AZIONI RICHIESTE –
A. Rispondi in base al testo su Chopin riportato più avanti:
(i) In quale museo sono esposti la maschera mortuaria e il calco delle mani del pianista?
(ii) A quale numero di Place Vendôme si trovava l'appartamento parigino di Chopin?
(iii) Dove riposa Bellini dal 1876?
B. Ripeti parola per parola il tratto del testo su Chopin che va da "Ironia della sorte" fino a "gioielliere di Napoleone.".

SEZIONE TESTO –
---
Ironia della sorte (o dell’ex consorte – fate voi): lo scultore che realizzò il monumento funebre di Chopin nel cimitero parigino di Père-Lachaise, collocato ancora oggi tra l’ex tomba di Vincenzo Bellini (l’autore della Norma riposa dal 1876 nel duomo di Catania ma Chopin, come scrisse Liszt nella sua Vita di Chopin, “volle essere seppellito accanto a Bellini perché con lui aveva avuto rapporti intimi e frequenti durante il suo soggiorno parigino”) e del compositore fiorentino Luigi Cherubini, era Jean-Baptiste Clésinger, marito di George Sand dal 1848. Clésinger realizzò anche la maschera mortuaria e il calco delle mani del pianista  – entrambi sono esposti al Museo Chopin di Varsavia. Quello che un tempo fu l’appartamento parigino di Chopin, ubicato al n.12 di Place Vendôme, adesso è la sede della Maison Chaumet, fondata dal gioielliere di Napoleone.
---
SEZIONE DATI –
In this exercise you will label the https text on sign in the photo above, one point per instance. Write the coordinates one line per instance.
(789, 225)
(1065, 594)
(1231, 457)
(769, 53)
---
INSIEME DELLE RISPOSTE –
A.
(i) Al Museo Chopin di Varsavia.
(ii) Al n. 12.
(iii) Nel duomo di Catania.

B.
Ironia della sorte (o dell’ex consorte – fate voi): lo scultore che realizzò il monumento funebre di Chopin nel cimitero parigino di Père-Lachaise, collocato ancora oggi tra l’ex tomba di Vincenzo Bellini (l’autore della Norma riposa dal 1876 nel duomo di Catania ma Chopin, come scrisse Liszt nella sua Vita di Chopin, “volle essere seppellito accanto a Bellini perché con lui aveva avuto rapporti intimi e frequenti durante il suo soggiorno parigino”) e del compositore fiorentino Luigi Cherubini, era Jean-Baptiste Clésinger, marito di George Sand dal 1848. Clésinger realizzò anche la maschera mortuaria e il calco delle mani del pianista  – entrambi sono esposti al Museo Chopin di Varsavia. Quello che un tempo fu l’appartamento parigino di Chopin, ubicato al n.12 di Place Vendôme, adesso è la sede della Maison Chaumet, fondata dal gioielliere di Napoleone.